Exercise passage »
<<<<

There is a video of Dave Tate, a powerlifter and owner of the powerlifting outfit, EliteFTS, in which he mentions a phenomenon known as the void. According to Tate, the void commences when a lifter un-racks a bar loaded with weight that he or she has never lifted, and during the ensuing struggle, a sense of nothing overwhelms every other preoccupation the mind can conjure. All thoughts which normally enter a lifter’s head, from the cautious remonstrances to the fearful desire to bail out, is violently dispersed. “Your mind stops telling you anything,” Tate explains, “And you just go. And in those seconds, that’s what I’m talking about, that’s the void.” Tate remarks that regardless of all the positive affirmations or anger-inducing thoughts which typically accompany the lifter in the lead-up to their squat or deadlift, it is this void which ultimately dominates. “It is madness,” suggests Tate.
I often think of this video whenever I’m in the gym and know that today’s training session will center on lifting my max. The music I tend to play to hype myself up is usually metal or hardcore. For my training partner, and for Dave Tate, it could be anything, a Britney Spears song or even slow country music. When they lift, the music becomes white noise at worst, irrelevant at best. Simply put, it doesn’t matter. There is something about this form of silence where thinking and speaking feels disruptive, like someone tapping a fountain pen over a clear glass of water.
There is precedent for this charged absence of thought and speech when it comes to athletic performance. Many athletes will tune out the drone of cheering fans moments before they sprint the 100-meter dash, or plunge into a swimming pool for a 400- or 800-meter freestyle. Events which demand explosive power can only last for minutes, or even seconds- tracking, perhaps, our own human limitation at just how long we can block out everything until we return to the familiar rhythm of mundane existence. And what returns? The caustic jest of irony, thoughts and words which melt away the coldness of the athlete’s focus and determination. In contrast, pensive worrying crowds our minds, judging what went wrong or what could have gone better. Daily life quickly fills the vacuum which was once jealously inhabited by the void—the maddening silence. What do we make of this encroaching bombardment of words and thought, which suddenly appear tide-like, lapping against the shores of what was once the void? We are not “waking up from a dream,” as that implies a momentary lapse in control of our bodies and minds. And yet, as the Catholic philosopher Josef Pieper reminds us, humans are predisposed to be open to experiences which are beyond the contrivances of rational, ordered thought. He writes:
Man is constituted in such a way that, on one hand, he needs to be forced, through inspiration, out of the self-sufficiency of his thinking—through an event, therefore, that lies beyond his disposing power, an event that comes to him only in the form of something unpredictable.1
Pieper here has in mind Plato’s notion of theia mania, or the ecstatic grip of the divine which prophets and oracles are often under.2 The condition which an individual finds himself in, bereft of clear structures of mentation when in a state of mania is “being-beside-oneself.” Providentially endowed, the affected are prone to edifying statements of un-hatched clarity—or mystifying riddles. In the story of Islam, for example, it is said that the prophetic utterances of Mohammad left him in a state where he lost control; he simply recited his message in a stupor of religious paroxysm. But unlike Mohammad and his fellow prophets, the void does not speak. It has no use for orality, nor for the maddening scribbles of the physicist on the cusp of a theoretical breakthrough. In fact, there is little to be said of the void in extreme physical exertion, mostly because it transcends a particular domain of thought—inspired or otherwise. It approximates a geography located beyond mentation, what Japanese writer Yukio Mishima once wrote in The Sun and the Steel as “the edges of the body, the outlying regions of the soul.”

>>>>

Dataset excerpts »
<<<<

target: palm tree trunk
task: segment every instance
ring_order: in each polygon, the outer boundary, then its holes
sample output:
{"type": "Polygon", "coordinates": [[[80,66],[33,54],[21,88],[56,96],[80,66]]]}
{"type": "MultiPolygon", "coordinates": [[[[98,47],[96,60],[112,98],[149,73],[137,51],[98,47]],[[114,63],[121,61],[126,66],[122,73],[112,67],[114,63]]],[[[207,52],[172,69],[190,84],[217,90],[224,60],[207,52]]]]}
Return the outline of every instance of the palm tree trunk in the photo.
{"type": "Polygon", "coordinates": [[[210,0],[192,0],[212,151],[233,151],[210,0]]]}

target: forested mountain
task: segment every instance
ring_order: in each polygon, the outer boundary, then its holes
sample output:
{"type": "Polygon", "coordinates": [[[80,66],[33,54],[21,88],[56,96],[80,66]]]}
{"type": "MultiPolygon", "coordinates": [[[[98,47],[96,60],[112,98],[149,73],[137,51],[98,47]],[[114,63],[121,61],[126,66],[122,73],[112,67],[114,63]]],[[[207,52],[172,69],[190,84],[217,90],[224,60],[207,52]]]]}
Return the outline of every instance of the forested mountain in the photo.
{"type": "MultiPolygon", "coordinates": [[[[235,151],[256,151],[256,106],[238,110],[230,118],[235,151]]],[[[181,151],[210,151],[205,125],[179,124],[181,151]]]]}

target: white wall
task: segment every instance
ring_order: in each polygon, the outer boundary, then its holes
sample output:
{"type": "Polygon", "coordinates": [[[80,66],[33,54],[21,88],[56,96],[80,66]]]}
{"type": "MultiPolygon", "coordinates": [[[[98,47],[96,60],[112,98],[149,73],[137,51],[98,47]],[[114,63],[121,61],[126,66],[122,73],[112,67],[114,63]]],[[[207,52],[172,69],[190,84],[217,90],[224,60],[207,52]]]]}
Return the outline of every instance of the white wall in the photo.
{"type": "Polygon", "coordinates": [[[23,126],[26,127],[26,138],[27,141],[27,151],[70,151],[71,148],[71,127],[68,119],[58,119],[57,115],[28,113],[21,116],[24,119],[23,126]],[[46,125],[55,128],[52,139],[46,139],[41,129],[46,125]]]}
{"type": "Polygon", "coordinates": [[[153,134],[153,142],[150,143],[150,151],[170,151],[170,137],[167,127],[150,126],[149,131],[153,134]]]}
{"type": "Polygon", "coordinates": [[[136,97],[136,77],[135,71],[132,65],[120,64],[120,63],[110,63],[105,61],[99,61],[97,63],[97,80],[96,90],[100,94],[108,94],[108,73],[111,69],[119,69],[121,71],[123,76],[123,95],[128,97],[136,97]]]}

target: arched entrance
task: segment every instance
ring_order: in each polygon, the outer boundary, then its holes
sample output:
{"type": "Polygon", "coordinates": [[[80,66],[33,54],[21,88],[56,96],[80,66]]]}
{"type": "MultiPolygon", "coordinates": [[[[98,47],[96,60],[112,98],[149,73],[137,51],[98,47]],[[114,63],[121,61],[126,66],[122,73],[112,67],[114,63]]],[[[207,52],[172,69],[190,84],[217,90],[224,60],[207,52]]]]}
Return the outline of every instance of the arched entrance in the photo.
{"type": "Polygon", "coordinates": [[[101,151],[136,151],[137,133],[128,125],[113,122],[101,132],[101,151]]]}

>>>>

Apply what you read »
A - Summarize the essay on the void in two sentences.
B - Answer these questions from the essay on the void:
(i) What powerlifting outfit does Dave Tate own?
(ii) What music does the writer usually play for hype?
(iii) In which work did Yukio Mishima write "the edges of the body, the outlying regions of the soul"?
Answer from the essay on the void alone, not from the listing.

Responses by task »
A - Powerlifter Dave Tate describes "the void," a state in which a lifter straining under a never-before-lifted weight stops thinking altogether, and this silence outweighs music, affirmations and anger-inducing thoughts. The essay compares it to athletes tuning out crowds before explosive events and to Josef Pieper's account of Plato's theia mania, but holds that unlike a prophet's inspiration, the void does not speak.

B -
(i) EliteFTS
(ii) Metal or hardcore
(iii) The Sun and the Steel